*** DATA EXTRACTS ***

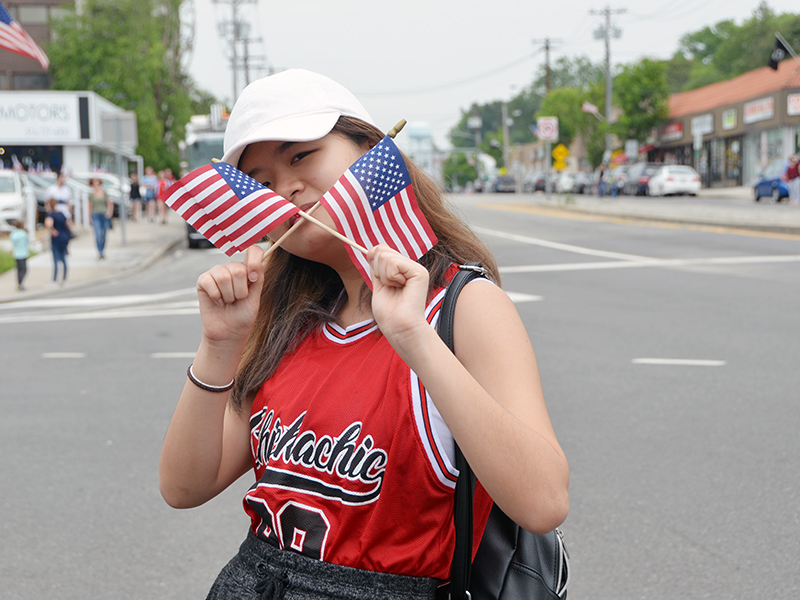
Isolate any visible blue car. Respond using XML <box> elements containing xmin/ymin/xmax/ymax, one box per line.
<box><xmin>754</xmin><ymin>160</ymin><xmax>789</xmax><ymax>202</ymax></box>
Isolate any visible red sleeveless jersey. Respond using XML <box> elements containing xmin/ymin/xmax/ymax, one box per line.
<box><xmin>244</xmin><ymin>271</ymin><xmax>493</xmax><ymax>580</ymax></box>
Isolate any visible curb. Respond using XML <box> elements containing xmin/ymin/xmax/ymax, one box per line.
<box><xmin>0</xmin><ymin>233</ymin><xmax>185</xmax><ymax>304</ymax></box>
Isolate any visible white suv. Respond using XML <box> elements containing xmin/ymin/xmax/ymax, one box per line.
<box><xmin>0</xmin><ymin>170</ymin><xmax>34</xmax><ymax>232</ymax></box>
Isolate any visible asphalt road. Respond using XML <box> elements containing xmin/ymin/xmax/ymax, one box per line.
<box><xmin>1</xmin><ymin>197</ymin><xmax>799</xmax><ymax>599</ymax></box>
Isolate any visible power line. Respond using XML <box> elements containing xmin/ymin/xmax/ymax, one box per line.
<box><xmin>355</xmin><ymin>51</ymin><xmax>540</xmax><ymax>97</ymax></box>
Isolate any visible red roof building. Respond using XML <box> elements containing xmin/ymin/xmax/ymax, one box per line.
<box><xmin>655</xmin><ymin>58</ymin><xmax>800</xmax><ymax>188</ymax></box>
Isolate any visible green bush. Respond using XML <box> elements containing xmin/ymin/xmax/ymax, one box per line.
<box><xmin>0</xmin><ymin>250</ymin><xmax>15</xmax><ymax>275</ymax></box>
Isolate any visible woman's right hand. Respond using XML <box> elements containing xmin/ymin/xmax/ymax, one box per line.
<box><xmin>195</xmin><ymin>245</ymin><xmax>265</xmax><ymax>346</ymax></box>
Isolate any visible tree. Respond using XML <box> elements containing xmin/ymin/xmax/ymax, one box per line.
<box><xmin>48</xmin><ymin>0</ymin><xmax>215</xmax><ymax>172</ymax></box>
<box><xmin>672</xmin><ymin>2</ymin><xmax>800</xmax><ymax>91</ymax></box>
<box><xmin>532</xmin><ymin>55</ymin><xmax>604</xmax><ymax>96</ymax></box>
<box><xmin>613</xmin><ymin>58</ymin><xmax>670</xmax><ymax>144</ymax></box>
<box><xmin>535</xmin><ymin>87</ymin><xmax>589</xmax><ymax>148</ymax></box>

*** End of DATA EXTRACTS ***

● WHAT THE EXERCISE ASKS: The answer should consist of the lines from the one with "Isolate any visible green" through the last line of the entries, duplicated exactly and nothing more.

● EXERCISE ANSWER:
Isolate any visible green bush. Respond using XML <box> elements containing xmin/ymin/xmax/ymax, one box per line.
<box><xmin>0</xmin><ymin>250</ymin><xmax>15</xmax><ymax>275</ymax></box>
Isolate any visible woman's right hand. Respond using XML <box> elements containing xmin/ymin/xmax/ymax, one box per line.
<box><xmin>195</xmin><ymin>245</ymin><xmax>265</xmax><ymax>346</ymax></box>
Isolate any visible tree. Respond using XML <box> elements containing xmin/ymin/xmax/ymax, one box per line.
<box><xmin>48</xmin><ymin>0</ymin><xmax>215</xmax><ymax>172</ymax></box>
<box><xmin>672</xmin><ymin>2</ymin><xmax>800</xmax><ymax>91</ymax></box>
<box><xmin>532</xmin><ymin>55</ymin><xmax>604</xmax><ymax>96</ymax></box>
<box><xmin>613</xmin><ymin>58</ymin><xmax>670</xmax><ymax>144</ymax></box>
<box><xmin>535</xmin><ymin>87</ymin><xmax>589</xmax><ymax>148</ymax></box>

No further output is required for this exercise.